WORK INSTRUCTION
Write each entry out again, exactly as it is written.

INPUT MATERIAL
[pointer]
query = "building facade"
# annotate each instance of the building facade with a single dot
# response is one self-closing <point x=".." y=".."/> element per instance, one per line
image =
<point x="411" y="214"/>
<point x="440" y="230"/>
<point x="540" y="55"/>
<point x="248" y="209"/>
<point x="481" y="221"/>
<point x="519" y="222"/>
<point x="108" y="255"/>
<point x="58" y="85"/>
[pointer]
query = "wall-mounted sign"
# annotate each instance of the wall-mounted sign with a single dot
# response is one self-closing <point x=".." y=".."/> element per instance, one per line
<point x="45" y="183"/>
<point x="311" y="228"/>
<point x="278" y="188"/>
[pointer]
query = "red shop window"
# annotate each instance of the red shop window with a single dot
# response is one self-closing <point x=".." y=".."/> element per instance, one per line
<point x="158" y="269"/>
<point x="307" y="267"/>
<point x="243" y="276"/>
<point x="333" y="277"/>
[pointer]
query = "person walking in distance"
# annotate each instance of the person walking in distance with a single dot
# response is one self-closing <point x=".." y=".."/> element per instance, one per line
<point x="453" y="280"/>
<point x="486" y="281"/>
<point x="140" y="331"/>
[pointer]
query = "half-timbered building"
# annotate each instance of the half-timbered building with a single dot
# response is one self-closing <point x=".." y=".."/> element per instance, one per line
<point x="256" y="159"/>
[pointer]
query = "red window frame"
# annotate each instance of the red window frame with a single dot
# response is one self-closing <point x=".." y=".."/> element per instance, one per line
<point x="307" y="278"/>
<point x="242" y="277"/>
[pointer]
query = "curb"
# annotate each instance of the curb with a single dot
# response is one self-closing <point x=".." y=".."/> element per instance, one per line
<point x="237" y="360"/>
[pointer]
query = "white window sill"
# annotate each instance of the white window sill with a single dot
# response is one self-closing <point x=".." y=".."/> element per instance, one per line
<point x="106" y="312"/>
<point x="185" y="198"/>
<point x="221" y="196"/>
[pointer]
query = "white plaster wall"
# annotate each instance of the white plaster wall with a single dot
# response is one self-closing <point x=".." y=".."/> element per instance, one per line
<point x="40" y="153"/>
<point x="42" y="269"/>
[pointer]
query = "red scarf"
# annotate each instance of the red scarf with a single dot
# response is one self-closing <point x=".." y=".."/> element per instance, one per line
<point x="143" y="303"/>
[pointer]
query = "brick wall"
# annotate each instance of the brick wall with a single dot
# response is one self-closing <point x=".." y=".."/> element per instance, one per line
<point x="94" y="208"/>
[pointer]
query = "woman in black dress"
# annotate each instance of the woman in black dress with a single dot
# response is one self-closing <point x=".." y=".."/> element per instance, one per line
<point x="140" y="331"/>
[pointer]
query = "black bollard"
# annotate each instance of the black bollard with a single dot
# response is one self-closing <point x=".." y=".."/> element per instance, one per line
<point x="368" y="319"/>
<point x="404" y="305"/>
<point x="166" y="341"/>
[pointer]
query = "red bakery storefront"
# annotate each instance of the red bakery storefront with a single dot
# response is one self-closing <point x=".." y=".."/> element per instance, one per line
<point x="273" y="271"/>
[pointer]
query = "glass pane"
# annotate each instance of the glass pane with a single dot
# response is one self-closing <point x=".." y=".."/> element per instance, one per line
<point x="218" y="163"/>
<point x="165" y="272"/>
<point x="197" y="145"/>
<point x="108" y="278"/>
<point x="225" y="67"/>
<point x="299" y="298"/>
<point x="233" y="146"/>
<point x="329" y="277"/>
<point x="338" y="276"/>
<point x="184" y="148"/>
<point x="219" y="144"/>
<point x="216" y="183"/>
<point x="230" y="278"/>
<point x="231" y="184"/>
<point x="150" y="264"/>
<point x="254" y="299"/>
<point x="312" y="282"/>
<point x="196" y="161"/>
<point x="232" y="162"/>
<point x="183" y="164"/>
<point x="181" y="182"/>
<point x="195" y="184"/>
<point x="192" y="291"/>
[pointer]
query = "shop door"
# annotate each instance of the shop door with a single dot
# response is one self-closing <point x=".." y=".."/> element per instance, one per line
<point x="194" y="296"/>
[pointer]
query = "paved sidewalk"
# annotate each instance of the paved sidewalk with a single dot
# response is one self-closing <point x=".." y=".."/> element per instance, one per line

THE ANSWER
[pointer]
query = "building facade"
# annotate each instance of the building facade with a single dot
# response is one self-closing <point x=".." y=".."/> element per instance, one per line
image =
<point x="411" y="214"/>
<point x="440" y="230"/>
<point x="540" y="55"/>
<point x="248" y="209"/>
<point x="481" y="221"/>
<point x="519" y="222"/>
<point x="108" y="255"/>
<point x="58" y="85"/>
[pointer]
query = "wall-mounted sign"
# annotate each instance of the wall-mounted sign with a single dot
# response is one self-closing <point x=".." y=".."/> element per instance, one per line
<point x="45" y="183"/>
<point x="311" y="228"/>
<point x="278" y="188"/>
[pointer]
query = "red shop window"
# annotate each instance of the red shop window with a single dot
# response is one self-closing <point x=".." y=".."/> element per instance, one per line
<point x="158" y="269"/>
<point x="307" y="267"/>
<point x="243" y="276"/>
<point x="333" y="277"/>
[pointer]
query = "person walking in distance"
# annotate each instance of the person walking in distance with a single dot
# response is one self-closing <point x=".." y=".."/> element per instance, one per line
<point x="453" y="280"/>
<point x="486" y="281"/>
<point x="140" y="331"/>
[pointer]
query = "half-timbered building"
# annotate each instance of the half-timbered building with a single dot
# response is one self-closing <point x=".." y=".."/> element per instance, one per line
<point x="256" y="159"/>
[pointer]
query = "red window frame"
# annotate each instance of the red window frame with a single dot
# response is one self-closing <point x=".." y=".."/> element per instance, one per line
<point x="307" y="278"/>
<point x="242" y="277"/>
[pointer]
query = "curb"
# annotate each instance of the curb with a single dot
# response is one self-closing <point x=".." y=".."/> element per instance, one per line
<point x="237" y="360"/>
[pointer]
query = "white window sill"
# annotate each instance of the white window sill with a single dot
# response is one self-closing <point x=".." y=".."/> element per instance, one per line
<point x="106" y="312"/>
<point x="185" y="198"/>
<point x="221" y="196"/>
[pointer]
query = "white plaster wall"
# annotate each instance of the white plaster wall with a single dot
# response is one self-closing <point x=".." y=".."/> element per instance, one per line
<point x="40" y="153"/>
<point x="42" y="269"/>
[pointer]
query = "red scarf"
# annotate each instance of the red scarf with a single dot
# response is one self-closing <point x=".." y=".."/> element per instance, one per line
<point x="143" y="303"/>
[pointer]
query = "brick wall"
# annotate each instance of the brick wall with a single dot
# response is one self-closing <point x=".." y=".."/> element per instance, one per line
<point x="94" y="208"/>
[pointer]
query = "woman in black dress"
# annotate each instance of the woman in black dress with a single dot
# response is one self-closing <point x=".." y=".."/> element per instance, one per line
<point x="140" y="331"/>
[pointer]
query = "black bollard"
# annotate each instance of the black bollard with a single dot
# response is one self-closing <point x=".." y=".."/> element per instance, one per line
<point x="368" y="319"/>
<point x="404" y="305"/>
<point x="166" y="341"/>
[pointer]
query = "red bakery storefront"
# annotate each instance of the red bakery storefront with a single dot
# response is one self-closing <point x=".." y=".."/> element per instance, one per line
<point x="273" y="271"/>
[pointer]
query = "glass pane"
# annotate each instance of the glass pane with a single dot
# response is one self-closing <point x=".." y=".."/> element per instance, one per line
<point x="218" y="163"/>
<point x="165" y="272"/>
<point x="197" y="145"/>
<point x="108" y="278"/>
<point x="225" y="67"/>
<point x="299" y="298"/>
<point x="233" y="146"/>
<point x="329" y="277"/>
<point x="338" y="276"/>
<point x="184" y="148"/>
<point x="219" y="144"/>
<point x="216" y="183"/>
<point x="230" y="278"/>
<point x="231" y="184"/>
<point x="150" y="264"/>
<point x="254" y="299"/>
<point x="312" y="282"/>
<point x="196" y="161"/>
<point x="232" y="162"/>
<point x="183" y="164"/>
<point x="181" y="182"/>
<point x="195" y="184"/>
<point x="192" y="291"/>
[pointer]
query = "shop door"
# annotate each instance of the shop door with a single dot
# response is one self-closing <point x=".." y=".."/> element per instance, one per line
<point x="194" y="296"/>
[pointer]
query = "paved sidewalk"
# annotate each instance of the paved sidewalk with a single dot
# response is one self-closing <point x=".." y=".."/> element per instance, one per line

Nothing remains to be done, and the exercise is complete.